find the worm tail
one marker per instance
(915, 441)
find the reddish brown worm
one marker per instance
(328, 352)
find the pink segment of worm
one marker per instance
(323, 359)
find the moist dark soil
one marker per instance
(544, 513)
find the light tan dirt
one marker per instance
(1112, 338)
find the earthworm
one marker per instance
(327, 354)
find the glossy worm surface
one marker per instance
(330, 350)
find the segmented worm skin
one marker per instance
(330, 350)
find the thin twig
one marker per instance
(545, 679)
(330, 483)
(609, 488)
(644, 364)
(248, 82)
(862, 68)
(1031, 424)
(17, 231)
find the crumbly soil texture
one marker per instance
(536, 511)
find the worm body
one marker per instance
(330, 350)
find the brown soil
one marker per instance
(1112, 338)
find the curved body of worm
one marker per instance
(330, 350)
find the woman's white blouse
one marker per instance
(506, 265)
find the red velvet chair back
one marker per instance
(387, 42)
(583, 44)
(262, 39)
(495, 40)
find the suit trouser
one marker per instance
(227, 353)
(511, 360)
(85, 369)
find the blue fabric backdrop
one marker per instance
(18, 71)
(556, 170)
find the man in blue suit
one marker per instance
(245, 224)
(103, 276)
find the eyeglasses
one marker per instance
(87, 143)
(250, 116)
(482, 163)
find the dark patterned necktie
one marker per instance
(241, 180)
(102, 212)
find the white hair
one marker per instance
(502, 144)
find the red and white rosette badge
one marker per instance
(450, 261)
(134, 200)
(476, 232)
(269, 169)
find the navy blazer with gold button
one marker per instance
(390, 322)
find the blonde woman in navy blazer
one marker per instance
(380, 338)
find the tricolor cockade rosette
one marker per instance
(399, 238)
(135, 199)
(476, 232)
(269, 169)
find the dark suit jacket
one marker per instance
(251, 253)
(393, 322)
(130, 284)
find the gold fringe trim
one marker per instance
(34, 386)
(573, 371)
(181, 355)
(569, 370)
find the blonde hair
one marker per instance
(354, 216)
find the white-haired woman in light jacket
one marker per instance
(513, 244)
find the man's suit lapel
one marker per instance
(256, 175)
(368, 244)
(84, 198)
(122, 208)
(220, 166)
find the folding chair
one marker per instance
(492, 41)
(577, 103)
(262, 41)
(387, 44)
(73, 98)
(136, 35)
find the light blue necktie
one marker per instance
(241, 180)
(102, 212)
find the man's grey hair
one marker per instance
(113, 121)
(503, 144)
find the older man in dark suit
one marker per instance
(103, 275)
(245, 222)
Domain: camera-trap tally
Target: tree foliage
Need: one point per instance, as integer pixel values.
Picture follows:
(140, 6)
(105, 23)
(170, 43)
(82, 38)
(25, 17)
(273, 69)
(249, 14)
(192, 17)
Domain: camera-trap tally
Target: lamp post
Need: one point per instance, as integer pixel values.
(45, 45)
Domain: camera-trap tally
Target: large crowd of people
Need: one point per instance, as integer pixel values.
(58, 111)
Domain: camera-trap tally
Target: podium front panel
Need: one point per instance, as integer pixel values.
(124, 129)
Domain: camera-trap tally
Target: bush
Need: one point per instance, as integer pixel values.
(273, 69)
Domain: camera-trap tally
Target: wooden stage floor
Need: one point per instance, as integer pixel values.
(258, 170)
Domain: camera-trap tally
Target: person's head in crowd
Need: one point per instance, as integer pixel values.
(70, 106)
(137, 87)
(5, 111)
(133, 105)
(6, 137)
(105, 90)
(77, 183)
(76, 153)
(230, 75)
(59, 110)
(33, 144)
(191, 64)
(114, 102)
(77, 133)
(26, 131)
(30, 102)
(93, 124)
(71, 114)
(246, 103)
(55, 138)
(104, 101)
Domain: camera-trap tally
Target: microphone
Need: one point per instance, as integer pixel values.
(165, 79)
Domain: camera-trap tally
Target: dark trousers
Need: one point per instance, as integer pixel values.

Instructions to follow ::
Restate every record above, exactly, in full.

Task response ::
find the worm tail
one marker per instance
(915, 441)
find the reddish brown worm
one marker per instance
(328, 352)
find the pink segment of worm
one marker per instance
(323, 359)
find the moist dark soil
one marker per instance
(544, 513)
find the light tan dirt
one marker per instance
(1112, 338)
find the earthworm
one marker per instance
(327, 354)
find the glossy worm surface
one marker per instance
(330, 350)
find the segmented worm skin
one marker per instance
(330, 350)
find the thin twig
one marker per instance
(545, 679)
(330, 483)
(609, 488)
(644, 364)
(248, 82)
(862, 68)
(1031, 424)
(17, 231)
find the crumbly soil texture
one marker per instance
(536, 511)
find the worm body
one marker per instance
(330, 350)
find the brown soil
one marker per instance
(1112, 338)
find the curved body of worm
one marker per instance
(330, 350)
find the woman's white blouse
one marker per instance
(506, 265)
find the red velvet chair back
one marker per instance
(387, 42)
(583, 44)
(262, 39)
(495, 40)
find the suit trouser
one marker per instance
(227, 353)
(511, 360)
(85, 369)
find the blue fabric backdrop
one marker per instance
(18, 71)
(556, 170)
find the man in blue suit
one marker per instance
(245, 224)
(103, 276)
find the eyeglasses
one marker per instance
(87, 143)
(250, 116)
(482, 163)
find the dark patterned necktie
one marker per instance
(241, 180)
(102, 212)
find the white hair
one marker per instance
(502, 144)
find the red and white rosette badge
one marker per instance
(450, 261)
(134, 200)
(476, 232)
(269, 169)
find the navy blazer with gold button
one marker per instance
(390, 322)
find the blonde woman in navy blazer
one marker per instance
(380, 338)
find the tricolor cockade rosette
one marker per instance
(399, 238)
(135, 199)
(476, 232)
(269, 169)
find the dark suit jacket
one marker per instance
(251, 253)
(393, 322)
(130, 284)
find the gold fringe trim
one marker per instance
(34, 386)
(573, 371)
(181, 355)
(569, 370)
find the blonde hair
one marker per instance
(354, 216)
find the white-haired woman in light jacket
one marker per instance
(513, 244)
find the man's suit lapel
one marker per instance
(256, 175)
(368, 244)
(84, 198)
(122, 208)
(220, 166)
find the folding chair
one marker per instance
(492, 41)
(577, 103)
(262, 41)
(387, 44)
(73, 98)
(136, 35)
find the light blue necktie
one marker per instance
(241, 180)
(102, 212)
find the man's grey hair
one marker per instance
(113, 121)
(503, 144)
find the older man in dark suit
one marker per instance
(103, 275)
(245, 222)
Domain: camera-trap tally
Target: tree foliage
Need: one point per instance, as integer pixel values.
Picture follows:
(140, 6)
(105, 23)
(170, 43)
(82, 38)
(25, 17)
(273, 69)
(249, 14)
(192, 17)
Domain: camera-trap tally
Target: lamp post
Need: one point per instance, as integer pixel values.
(45, 45)
Domain: camera-trap tally
Target: large crowd of people
Need: one point per instance, as integer pixel values.
(58, 111)
Domain: camera-trap tally
Target: podium front panel
Need: one point per instance, as integer pixel values.
(124, 129)
Domain: camera-trap tally
Target: bush
Need: one point per instance, as integer pixel values.
(273, 69)
Domain: camera-trap tally
Target: wooden stage floor
Need: one point per instance, as integer pixel values.
(258, 170)
Domain: camera-trap tally
Target: person's head in crowd
Need: one point per instance, as integer pixel values.
(70, 106)
(137, 87)
(5, 111)
(133, 105)
(6, 137)
(105, 90)
(77, 183)
(76, 153)
(230, 75)
(59, 110)
(33, 144)
(191, 64)
(114, 102)
(77, 133)
(26, 131)
(30, 102)
(93, 124)
(71, 114)
(246, 103)
(55, 138)
(104, 101)
Domain: camera-trap tally
Target: microphone
Need: one point per instance, as integer pixel values.
(165, 79)
Domain: camera-trap tally
Target: dark trousers
Need: one point per instance, as integer pixel values.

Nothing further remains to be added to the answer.